What this task involves
Copy the line with "blue chair, like" and all lines following it through the last line of the entries, exactly as written.

Available records
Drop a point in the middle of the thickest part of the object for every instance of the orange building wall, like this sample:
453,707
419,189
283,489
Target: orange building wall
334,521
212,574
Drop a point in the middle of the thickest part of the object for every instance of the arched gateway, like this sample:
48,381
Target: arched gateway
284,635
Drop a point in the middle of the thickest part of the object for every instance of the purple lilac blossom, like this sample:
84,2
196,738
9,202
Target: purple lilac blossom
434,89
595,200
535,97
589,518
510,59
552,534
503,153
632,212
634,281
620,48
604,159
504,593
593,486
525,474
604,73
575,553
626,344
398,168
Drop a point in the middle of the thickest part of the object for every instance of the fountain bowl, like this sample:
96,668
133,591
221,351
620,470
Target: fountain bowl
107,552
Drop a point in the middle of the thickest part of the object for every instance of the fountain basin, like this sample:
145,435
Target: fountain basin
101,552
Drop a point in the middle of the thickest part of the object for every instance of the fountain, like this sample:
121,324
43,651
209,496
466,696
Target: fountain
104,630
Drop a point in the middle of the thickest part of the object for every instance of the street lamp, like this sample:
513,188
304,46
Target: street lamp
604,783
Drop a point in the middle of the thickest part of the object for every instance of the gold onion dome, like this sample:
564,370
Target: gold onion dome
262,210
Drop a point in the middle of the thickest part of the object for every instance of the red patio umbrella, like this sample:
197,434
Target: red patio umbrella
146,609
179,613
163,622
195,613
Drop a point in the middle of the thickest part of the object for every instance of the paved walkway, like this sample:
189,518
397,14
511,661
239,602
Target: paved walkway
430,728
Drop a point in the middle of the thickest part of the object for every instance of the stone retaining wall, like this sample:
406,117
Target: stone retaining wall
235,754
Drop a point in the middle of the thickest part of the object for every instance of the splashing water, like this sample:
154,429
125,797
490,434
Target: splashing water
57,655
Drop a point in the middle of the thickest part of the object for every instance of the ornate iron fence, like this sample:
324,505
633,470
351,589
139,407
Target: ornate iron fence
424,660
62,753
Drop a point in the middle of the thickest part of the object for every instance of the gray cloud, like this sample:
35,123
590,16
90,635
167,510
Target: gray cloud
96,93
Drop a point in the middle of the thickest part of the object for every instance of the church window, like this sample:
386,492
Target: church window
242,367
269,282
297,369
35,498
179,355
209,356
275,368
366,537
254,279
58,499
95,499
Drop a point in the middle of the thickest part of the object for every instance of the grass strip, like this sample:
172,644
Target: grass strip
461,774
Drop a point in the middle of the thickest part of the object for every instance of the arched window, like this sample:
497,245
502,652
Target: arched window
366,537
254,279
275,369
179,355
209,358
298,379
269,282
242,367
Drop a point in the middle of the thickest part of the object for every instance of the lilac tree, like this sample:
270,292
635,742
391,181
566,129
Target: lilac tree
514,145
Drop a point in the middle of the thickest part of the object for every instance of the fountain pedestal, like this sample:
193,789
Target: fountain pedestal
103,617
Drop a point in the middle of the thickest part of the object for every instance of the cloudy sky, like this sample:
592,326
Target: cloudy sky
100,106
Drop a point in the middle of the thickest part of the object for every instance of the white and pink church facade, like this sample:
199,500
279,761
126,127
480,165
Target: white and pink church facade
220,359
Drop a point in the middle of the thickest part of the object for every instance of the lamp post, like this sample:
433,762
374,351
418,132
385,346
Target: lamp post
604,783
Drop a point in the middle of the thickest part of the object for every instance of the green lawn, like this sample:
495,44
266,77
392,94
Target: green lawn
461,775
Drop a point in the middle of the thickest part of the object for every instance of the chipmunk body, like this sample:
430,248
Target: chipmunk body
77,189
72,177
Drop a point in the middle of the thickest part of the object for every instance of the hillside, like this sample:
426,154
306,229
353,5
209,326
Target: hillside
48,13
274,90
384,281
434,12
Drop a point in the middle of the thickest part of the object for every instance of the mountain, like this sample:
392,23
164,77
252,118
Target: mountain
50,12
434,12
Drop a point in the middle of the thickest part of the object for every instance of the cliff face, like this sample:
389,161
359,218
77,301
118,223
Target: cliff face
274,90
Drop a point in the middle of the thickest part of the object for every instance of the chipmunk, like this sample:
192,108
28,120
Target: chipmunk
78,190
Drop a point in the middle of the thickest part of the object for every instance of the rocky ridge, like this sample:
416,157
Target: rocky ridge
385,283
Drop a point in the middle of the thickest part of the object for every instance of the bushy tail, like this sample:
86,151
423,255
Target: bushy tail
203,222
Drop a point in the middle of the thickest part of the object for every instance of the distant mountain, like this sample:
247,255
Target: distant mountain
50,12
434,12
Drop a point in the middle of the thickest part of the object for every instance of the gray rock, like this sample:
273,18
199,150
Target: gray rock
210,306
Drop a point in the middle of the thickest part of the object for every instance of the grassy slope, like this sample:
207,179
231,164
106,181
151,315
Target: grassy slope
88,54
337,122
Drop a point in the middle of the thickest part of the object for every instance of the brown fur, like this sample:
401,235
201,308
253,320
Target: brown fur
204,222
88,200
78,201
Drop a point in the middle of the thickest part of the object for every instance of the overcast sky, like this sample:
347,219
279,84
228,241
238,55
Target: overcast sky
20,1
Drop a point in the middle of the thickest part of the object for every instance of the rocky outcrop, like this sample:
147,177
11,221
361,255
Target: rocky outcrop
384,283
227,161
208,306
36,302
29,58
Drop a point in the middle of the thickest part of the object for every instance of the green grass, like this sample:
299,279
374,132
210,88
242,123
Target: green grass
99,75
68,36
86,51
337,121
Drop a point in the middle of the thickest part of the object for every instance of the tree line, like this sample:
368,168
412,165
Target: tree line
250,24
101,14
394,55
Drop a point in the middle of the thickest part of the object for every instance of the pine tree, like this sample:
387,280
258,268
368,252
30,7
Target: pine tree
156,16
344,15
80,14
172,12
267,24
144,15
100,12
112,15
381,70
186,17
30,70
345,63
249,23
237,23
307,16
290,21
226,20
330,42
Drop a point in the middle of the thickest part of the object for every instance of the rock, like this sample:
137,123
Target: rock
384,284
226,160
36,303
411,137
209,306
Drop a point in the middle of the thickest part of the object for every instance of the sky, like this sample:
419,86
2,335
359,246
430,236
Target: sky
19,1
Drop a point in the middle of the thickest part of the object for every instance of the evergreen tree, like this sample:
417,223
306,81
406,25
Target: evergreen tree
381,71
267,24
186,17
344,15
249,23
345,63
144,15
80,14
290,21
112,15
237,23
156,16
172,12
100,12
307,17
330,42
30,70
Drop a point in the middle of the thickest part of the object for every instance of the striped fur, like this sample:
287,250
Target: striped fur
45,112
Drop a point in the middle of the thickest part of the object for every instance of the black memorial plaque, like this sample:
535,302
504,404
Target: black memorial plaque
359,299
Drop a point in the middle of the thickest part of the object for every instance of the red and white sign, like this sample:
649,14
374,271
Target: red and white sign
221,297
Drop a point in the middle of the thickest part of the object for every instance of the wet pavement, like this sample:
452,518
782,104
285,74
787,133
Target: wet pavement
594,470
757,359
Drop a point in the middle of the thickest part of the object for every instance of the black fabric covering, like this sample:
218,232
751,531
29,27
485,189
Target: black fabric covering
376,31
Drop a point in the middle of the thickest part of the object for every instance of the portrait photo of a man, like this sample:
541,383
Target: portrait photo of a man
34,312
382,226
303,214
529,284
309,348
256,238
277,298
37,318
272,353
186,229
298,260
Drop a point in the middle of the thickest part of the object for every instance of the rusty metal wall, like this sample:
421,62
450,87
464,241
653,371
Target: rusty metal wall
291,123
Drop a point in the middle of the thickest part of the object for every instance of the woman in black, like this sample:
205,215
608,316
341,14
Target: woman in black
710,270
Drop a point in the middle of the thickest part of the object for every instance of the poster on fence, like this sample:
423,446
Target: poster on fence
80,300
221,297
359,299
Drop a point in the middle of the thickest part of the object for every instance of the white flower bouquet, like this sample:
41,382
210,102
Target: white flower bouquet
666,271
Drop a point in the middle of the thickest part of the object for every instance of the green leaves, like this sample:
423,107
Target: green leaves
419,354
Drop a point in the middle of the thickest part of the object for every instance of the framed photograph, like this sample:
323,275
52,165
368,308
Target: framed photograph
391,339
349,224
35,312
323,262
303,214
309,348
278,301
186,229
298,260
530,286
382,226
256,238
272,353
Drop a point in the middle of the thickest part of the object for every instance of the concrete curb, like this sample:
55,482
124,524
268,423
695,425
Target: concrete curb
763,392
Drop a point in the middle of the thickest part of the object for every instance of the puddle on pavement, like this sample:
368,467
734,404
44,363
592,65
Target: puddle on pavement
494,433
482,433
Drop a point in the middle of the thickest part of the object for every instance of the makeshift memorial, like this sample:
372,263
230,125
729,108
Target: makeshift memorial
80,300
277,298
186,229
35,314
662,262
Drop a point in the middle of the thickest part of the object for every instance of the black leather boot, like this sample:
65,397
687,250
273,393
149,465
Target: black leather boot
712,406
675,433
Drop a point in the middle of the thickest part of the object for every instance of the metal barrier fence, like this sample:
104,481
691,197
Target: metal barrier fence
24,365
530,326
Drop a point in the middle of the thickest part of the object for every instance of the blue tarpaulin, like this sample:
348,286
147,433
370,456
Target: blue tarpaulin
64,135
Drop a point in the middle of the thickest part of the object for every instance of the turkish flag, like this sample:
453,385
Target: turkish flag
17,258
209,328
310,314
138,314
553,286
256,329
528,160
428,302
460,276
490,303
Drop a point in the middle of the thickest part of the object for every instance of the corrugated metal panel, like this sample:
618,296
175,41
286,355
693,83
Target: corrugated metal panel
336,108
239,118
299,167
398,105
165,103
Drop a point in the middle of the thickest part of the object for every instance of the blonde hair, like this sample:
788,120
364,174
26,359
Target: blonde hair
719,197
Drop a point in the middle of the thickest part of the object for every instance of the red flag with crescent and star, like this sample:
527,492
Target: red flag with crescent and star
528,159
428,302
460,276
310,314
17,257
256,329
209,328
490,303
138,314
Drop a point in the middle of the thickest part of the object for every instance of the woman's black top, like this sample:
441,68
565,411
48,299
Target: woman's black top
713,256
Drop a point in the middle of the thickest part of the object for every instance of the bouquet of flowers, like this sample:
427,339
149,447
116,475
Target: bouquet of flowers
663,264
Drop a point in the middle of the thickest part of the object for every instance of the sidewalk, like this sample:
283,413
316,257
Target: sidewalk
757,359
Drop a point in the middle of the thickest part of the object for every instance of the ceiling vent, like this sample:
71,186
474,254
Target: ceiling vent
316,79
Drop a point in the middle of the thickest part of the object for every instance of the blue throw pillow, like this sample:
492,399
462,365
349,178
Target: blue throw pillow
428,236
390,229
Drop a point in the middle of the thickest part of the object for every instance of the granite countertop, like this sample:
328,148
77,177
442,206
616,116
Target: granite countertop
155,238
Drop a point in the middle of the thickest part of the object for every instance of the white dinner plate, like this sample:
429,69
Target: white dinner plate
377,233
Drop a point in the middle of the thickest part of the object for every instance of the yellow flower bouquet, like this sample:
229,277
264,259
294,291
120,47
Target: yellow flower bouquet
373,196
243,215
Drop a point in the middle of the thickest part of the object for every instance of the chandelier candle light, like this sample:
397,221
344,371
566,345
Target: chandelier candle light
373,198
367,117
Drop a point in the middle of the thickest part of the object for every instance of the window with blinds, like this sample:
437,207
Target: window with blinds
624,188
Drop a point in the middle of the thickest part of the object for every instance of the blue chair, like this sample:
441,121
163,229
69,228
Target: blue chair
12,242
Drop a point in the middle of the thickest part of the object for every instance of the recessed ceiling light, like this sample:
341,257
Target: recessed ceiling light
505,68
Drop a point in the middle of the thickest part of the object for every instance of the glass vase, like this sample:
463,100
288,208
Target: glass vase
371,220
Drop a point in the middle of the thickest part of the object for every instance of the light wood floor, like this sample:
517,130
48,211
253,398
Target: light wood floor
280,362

Completed task
Drop a point in the middle of the thickest part of the object for every instance of the blue chair, like this sample:
441,121
163,229
69,228
Target: blue chair
12,242
Drop a point in the middle of the thickest part of the object for every instance of the recessed ceiling light, like this sample:
341,257
Target: recessed ceiling light
505,68
Drop a point in the middle of the thickest part of the object for every instance of the glass vase, like this sample:
463,100
288,208
Target: glass vase
371,220
Drop a point in the middle of the thickest part of the object for every instance of the light wood floor, like this sample:
517,130
48,211
253,398
Target: light wood floor
280,362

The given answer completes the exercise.